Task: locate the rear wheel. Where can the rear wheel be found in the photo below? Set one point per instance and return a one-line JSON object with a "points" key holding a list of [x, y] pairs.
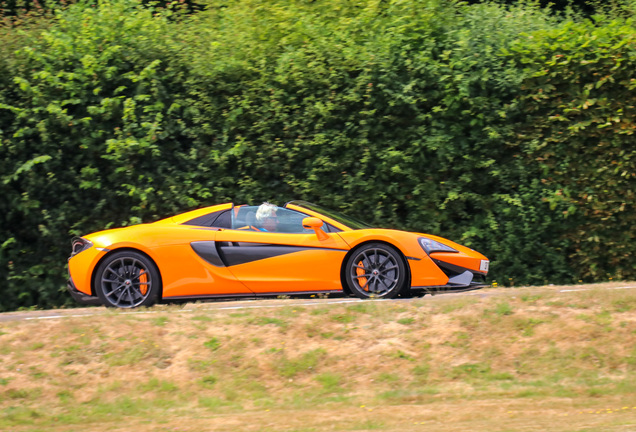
{"points": [[376, 270], [127, 279]]}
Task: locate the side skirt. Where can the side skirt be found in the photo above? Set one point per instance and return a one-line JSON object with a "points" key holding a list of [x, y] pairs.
{"points": [[250, 295]]}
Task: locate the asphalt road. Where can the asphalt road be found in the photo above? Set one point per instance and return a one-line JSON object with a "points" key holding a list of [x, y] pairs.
{"points": [[263, 303]]}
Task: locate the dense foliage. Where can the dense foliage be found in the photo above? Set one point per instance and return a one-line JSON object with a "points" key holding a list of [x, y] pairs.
{"points": [[505, 128]]}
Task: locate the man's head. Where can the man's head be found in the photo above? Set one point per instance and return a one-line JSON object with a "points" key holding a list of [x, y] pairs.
{"points": [[266, 216]]}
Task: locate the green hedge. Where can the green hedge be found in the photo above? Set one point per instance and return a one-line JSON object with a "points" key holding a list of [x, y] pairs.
{"points": [[482, 123]]}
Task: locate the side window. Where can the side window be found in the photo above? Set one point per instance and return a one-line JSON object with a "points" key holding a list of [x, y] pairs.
{"points": [[224, 220], [220, 219], [290, 221]]}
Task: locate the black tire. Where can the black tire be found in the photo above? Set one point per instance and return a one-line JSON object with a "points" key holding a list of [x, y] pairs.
{"points": [[127, 279], [376, 270]]}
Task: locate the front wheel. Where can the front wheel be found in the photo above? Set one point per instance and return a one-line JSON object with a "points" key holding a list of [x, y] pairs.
{"points": [[127, 279], [376, 270]]}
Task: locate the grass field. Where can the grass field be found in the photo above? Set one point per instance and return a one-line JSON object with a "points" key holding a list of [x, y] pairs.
{"points": [[525, 360]]}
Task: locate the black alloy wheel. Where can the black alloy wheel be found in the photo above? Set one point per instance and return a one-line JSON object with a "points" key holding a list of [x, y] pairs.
{"points": [[376, 270], [127, 279]]}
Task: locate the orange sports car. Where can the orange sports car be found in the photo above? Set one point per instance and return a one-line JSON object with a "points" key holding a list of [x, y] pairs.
{"points": [[300, 248]]}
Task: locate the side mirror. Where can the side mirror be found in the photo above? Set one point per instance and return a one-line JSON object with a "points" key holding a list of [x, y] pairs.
{"points": [[315, 224]]}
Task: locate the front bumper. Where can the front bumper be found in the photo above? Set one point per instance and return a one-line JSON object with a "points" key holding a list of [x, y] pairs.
{"points": [[80, 297]]}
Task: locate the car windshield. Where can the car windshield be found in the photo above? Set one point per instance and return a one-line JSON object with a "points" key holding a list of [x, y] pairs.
{"points": [[347, 221]]}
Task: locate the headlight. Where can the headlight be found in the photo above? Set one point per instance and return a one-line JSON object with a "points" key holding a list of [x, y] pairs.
{"points": [[79, 245], [430, 246]]}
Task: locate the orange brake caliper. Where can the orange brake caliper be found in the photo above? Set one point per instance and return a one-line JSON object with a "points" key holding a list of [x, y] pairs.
{"points": [[360, 271], [143, 279]]}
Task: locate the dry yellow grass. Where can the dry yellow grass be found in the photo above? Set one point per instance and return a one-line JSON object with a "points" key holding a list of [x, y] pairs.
{"points": [[527, 360]]}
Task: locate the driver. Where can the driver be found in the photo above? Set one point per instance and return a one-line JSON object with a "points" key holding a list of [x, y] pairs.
{"points": [[266, 217]]}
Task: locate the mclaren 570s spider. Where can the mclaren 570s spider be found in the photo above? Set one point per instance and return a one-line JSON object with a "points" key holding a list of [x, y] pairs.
{"points": [[227, 250]]}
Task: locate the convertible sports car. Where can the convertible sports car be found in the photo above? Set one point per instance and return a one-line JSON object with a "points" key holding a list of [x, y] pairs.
{"points": [[300, 248]]}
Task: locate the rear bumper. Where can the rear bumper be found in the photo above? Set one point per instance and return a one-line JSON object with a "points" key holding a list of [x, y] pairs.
{"points": [[80, 297]]}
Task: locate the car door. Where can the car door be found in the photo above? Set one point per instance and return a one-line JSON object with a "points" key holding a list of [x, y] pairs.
{"points": [[284, 260]]}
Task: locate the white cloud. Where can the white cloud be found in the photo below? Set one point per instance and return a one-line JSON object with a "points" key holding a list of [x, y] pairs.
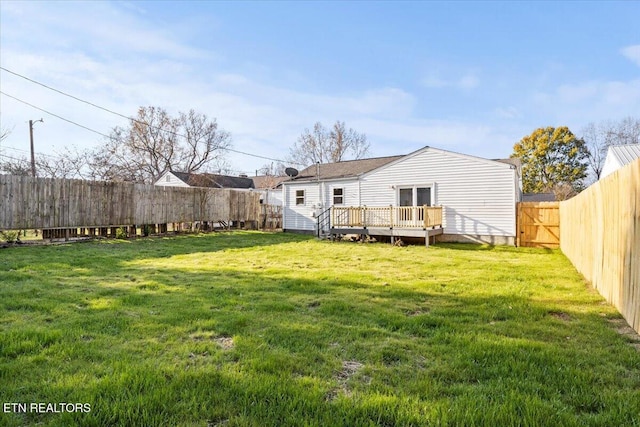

----

▸ AIM OF THE TASK
Collect every line of the records above that contains the string "rear", matching case exactly.

▸ THE SOLUTION
Task: locate the rear wheel. Where can the rear wheel be found in the photo below? Set one point per instance and return a one-line JSON object with a "points" key holding a list of [x, y] pairs.
Task: locate the rear bumper. Where can the rear bumper be found in the photo above? Set one point per instance and return a one-line JSON object with a "points" key holding a list of [x, y] pairs.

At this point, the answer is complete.